# What to produce
Reproduce verbatim the lines beginning with the one that contains "30L57 27L55 291L78" and continuing through the final line, inclusive of both.

[Collected data entries]
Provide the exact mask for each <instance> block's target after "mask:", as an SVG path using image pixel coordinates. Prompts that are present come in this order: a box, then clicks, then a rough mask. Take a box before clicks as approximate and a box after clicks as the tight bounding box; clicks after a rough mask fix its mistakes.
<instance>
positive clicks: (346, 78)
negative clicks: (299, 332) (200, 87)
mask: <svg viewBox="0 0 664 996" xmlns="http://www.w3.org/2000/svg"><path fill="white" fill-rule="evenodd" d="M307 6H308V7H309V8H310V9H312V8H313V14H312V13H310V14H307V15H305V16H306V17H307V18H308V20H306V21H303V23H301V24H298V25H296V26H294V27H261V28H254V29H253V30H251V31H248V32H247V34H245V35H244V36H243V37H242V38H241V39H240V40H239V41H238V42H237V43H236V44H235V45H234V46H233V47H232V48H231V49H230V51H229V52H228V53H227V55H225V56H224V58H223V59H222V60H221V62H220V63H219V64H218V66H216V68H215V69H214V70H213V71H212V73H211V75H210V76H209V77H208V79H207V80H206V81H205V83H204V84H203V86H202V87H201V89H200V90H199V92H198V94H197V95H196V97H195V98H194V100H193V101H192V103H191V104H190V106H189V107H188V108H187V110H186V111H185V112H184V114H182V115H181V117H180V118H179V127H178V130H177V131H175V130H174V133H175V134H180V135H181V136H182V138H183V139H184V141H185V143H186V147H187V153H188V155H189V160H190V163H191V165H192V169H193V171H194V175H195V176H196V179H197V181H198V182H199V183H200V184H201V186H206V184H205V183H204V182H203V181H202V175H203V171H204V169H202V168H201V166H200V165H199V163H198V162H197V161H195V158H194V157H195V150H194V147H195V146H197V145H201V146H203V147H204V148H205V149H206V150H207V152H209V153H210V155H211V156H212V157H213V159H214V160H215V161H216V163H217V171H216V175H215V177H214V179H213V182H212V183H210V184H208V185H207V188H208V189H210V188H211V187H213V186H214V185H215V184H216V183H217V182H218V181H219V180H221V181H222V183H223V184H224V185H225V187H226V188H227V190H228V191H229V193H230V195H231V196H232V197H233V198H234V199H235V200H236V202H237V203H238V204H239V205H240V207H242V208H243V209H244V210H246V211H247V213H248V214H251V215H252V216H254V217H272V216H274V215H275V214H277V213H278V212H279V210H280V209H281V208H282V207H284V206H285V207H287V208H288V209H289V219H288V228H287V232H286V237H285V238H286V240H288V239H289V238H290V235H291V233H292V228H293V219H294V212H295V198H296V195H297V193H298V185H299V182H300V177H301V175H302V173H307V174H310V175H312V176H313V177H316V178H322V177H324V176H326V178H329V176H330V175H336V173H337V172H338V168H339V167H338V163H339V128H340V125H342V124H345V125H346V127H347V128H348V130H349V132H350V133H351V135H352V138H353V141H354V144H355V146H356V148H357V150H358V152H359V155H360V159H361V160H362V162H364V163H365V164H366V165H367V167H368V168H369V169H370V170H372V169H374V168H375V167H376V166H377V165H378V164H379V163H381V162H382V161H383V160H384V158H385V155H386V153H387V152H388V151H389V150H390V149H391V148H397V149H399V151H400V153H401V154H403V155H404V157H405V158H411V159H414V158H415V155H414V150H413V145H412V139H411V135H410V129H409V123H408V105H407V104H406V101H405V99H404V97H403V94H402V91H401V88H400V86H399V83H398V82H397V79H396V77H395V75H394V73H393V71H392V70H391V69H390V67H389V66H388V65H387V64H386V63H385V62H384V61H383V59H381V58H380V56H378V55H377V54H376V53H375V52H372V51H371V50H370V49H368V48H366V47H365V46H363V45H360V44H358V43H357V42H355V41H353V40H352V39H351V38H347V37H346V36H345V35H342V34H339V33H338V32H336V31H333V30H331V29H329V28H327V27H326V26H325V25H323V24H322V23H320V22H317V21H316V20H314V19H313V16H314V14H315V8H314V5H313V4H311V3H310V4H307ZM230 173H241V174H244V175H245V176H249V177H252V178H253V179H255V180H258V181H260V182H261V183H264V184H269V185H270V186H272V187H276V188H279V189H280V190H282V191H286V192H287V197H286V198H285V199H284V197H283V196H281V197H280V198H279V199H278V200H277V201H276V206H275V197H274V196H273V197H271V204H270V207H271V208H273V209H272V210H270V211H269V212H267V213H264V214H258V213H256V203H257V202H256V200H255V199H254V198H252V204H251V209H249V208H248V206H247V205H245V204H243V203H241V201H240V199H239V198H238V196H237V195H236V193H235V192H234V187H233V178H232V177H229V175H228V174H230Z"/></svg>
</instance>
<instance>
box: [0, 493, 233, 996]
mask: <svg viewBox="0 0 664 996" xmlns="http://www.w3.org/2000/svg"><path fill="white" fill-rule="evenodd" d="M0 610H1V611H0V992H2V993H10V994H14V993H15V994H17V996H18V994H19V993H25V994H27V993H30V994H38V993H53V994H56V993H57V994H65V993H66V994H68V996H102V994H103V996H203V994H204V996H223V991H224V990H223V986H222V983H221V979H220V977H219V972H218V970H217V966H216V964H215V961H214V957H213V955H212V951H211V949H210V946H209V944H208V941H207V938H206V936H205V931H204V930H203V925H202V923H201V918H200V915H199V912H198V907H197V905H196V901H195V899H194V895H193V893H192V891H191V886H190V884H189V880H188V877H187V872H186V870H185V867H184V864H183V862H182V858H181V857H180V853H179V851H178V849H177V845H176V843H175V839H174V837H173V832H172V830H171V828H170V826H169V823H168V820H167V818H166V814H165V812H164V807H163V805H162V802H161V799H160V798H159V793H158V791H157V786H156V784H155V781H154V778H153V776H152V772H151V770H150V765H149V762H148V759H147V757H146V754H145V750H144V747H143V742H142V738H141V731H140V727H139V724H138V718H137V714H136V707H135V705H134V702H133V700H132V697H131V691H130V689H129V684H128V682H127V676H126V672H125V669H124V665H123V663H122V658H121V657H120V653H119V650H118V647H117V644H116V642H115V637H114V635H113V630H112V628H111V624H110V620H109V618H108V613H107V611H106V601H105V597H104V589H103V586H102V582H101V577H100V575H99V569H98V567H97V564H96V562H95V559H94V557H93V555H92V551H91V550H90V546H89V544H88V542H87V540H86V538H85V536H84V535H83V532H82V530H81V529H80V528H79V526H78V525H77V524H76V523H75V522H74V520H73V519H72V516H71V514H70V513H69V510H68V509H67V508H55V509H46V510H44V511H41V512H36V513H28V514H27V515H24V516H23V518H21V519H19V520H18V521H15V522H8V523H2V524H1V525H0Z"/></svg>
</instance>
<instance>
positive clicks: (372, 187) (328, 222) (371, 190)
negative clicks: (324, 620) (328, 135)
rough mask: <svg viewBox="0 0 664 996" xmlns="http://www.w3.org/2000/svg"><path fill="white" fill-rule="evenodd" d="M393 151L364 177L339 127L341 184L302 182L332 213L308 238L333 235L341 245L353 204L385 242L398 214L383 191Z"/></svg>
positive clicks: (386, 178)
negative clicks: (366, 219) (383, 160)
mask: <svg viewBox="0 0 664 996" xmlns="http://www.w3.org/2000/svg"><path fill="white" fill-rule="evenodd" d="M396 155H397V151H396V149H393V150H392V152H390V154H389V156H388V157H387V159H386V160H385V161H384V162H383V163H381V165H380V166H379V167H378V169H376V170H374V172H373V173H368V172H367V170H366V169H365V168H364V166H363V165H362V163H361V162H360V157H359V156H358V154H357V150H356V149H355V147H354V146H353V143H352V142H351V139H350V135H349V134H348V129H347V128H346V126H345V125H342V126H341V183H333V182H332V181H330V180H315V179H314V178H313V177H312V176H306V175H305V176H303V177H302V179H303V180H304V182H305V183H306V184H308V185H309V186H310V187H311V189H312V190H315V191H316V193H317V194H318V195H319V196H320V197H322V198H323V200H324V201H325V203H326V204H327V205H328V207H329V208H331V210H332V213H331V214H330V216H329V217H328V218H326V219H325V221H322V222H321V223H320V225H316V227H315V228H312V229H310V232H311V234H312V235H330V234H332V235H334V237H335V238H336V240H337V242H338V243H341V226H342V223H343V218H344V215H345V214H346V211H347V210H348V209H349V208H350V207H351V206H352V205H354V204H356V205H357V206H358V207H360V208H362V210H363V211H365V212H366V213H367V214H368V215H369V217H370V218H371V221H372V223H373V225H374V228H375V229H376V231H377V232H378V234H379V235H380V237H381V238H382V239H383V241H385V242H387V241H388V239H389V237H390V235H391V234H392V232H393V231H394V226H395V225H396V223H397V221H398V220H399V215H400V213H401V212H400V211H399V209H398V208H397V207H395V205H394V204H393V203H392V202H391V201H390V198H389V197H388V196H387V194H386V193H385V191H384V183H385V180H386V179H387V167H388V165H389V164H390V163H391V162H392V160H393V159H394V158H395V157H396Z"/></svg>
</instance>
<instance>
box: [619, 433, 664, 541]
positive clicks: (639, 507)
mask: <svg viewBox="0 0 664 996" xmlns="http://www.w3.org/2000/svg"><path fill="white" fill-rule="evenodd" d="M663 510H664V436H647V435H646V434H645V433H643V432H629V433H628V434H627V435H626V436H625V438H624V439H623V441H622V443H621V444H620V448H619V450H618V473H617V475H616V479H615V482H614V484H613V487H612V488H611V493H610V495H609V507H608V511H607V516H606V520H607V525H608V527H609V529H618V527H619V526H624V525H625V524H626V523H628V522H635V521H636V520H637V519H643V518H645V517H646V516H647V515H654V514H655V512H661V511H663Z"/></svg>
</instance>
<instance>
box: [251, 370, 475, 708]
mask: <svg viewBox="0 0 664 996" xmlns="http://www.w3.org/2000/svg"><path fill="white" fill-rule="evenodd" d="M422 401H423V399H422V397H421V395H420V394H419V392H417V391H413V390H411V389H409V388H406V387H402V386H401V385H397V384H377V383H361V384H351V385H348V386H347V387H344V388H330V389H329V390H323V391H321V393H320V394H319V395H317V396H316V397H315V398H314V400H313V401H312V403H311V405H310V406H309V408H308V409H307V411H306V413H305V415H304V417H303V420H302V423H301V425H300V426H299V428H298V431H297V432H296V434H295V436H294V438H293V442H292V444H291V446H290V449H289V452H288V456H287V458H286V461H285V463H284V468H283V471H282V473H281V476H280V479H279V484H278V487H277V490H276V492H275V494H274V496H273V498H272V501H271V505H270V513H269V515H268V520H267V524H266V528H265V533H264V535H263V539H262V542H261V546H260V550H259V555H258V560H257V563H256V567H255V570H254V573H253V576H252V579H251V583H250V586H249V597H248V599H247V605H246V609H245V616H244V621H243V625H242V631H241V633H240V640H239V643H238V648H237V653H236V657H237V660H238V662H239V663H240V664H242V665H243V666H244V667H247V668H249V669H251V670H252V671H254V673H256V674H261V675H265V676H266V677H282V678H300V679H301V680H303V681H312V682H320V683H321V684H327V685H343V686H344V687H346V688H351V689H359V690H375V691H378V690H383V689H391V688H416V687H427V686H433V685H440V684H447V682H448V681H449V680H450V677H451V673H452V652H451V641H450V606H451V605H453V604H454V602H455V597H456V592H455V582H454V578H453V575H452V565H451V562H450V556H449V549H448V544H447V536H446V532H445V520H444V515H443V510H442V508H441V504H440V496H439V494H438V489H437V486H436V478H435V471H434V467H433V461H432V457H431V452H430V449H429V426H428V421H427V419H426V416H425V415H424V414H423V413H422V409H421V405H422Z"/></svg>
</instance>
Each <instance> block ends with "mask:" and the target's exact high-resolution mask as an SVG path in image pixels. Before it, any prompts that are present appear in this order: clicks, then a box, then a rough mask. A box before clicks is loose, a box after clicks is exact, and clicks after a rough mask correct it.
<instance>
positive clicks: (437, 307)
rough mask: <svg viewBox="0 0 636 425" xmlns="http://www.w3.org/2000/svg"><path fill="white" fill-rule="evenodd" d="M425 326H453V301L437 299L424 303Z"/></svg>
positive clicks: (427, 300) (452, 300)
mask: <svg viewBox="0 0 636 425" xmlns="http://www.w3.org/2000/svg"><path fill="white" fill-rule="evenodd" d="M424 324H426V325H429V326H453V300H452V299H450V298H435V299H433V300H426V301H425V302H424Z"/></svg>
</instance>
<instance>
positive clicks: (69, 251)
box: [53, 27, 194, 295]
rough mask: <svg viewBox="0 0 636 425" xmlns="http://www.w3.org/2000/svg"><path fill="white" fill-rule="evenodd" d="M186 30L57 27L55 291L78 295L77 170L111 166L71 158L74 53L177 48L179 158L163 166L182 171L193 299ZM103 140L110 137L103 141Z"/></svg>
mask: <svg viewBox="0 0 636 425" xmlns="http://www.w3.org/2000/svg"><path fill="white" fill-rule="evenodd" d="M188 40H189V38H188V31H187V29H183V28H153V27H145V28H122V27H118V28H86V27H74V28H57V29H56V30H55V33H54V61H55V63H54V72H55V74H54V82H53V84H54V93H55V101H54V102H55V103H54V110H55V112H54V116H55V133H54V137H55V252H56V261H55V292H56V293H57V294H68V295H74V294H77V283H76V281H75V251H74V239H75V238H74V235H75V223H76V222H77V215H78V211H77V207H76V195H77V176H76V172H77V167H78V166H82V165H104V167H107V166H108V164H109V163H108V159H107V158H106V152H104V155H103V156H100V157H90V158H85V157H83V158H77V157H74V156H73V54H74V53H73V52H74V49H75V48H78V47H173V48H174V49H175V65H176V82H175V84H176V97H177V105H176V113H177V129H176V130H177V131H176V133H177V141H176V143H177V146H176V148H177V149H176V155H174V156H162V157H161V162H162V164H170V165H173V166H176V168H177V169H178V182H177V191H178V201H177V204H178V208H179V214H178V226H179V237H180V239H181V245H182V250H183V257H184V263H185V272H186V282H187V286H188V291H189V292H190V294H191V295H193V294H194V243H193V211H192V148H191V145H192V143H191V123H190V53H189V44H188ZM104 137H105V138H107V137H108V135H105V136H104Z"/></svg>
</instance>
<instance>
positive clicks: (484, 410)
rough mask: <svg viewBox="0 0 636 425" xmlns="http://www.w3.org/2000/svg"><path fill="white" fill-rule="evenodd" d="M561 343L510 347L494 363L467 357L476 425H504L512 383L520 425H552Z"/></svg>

# Answer below
rough mask: <svg viewBox="0 0 636 425" xmlns="http://www.w3.org/2000/svg"><path fill="white" fill-rule="evenodd" d="M186 30L57 27L55 291L78 295L77 170L111 166L71 158L74 53L177 48L179 158L163 166L182 171L193 299ZM103 140L110 137L103 141Z"/></svg>
mask: <svg viewBox="0 0 636 425" xmlns="http://www.w3.org/2000/svg"><path fill="white" fill-rule="evenodd" d="M188 40H189V38H188V31H187V29H183V28H153V27H145V28H122V27H118V28H86V27H74V28H57V29H56V30H55V33H54V61H55V63H54V72H55V74H54V82H53V84H54V93H55V101H54V102H55V103H54V110H55V112H54V116H55V133H54V137H55V252H56V261H55V292H56V293H57V294H68V295H74V294H77V283H76V281H75V251H74V239H75V238H74V235H75V223H76V222H77V215H78V211H77V207H76V195H77V176H76V172H77V167H78V166H82V165H104V167H107V166H108V164H109V163H108V159H107V158H106V152H104V155H103V156H100V157H90V158H85V157H83V158H77V157H74V156H73V54H74V53H73V52H74V49H75V48H78V47H173V48H174V49H175V65H176V82H175V84H176V97H177V105H176V113H177V129H176V130H177V131H176V133H177V141H176V143H177V146H176V148H177V149H176V155H174V156H162V157H161V162H162V164H170V165H173V166H176V168H177V169H178V182H177V191H178V201H177V204H178V208H179V214H178V226H179V237H180V239H181V245H182V250H183V257H184V263H185V272H186V282H187V286H188V291H189V292H190V294H191V295H193V294H194V243H193V211H192V148H191V145H192V143H191V123H190V53H189V44H188ZM104 137H105V138H107V137H108V135H105V136H104Z"/></svg>
</instance>
<instance>
positive clicks: (484, 410)
rough mask: <svg viewBox="0 0 636 425" xmlns="http://www.w3.org/2000/svg"><path fill="white" fill-rule="evenodd" d="M561 343L510 347L494 363L467 357L476 425H504L512 383L520 425H552Z"/></svg>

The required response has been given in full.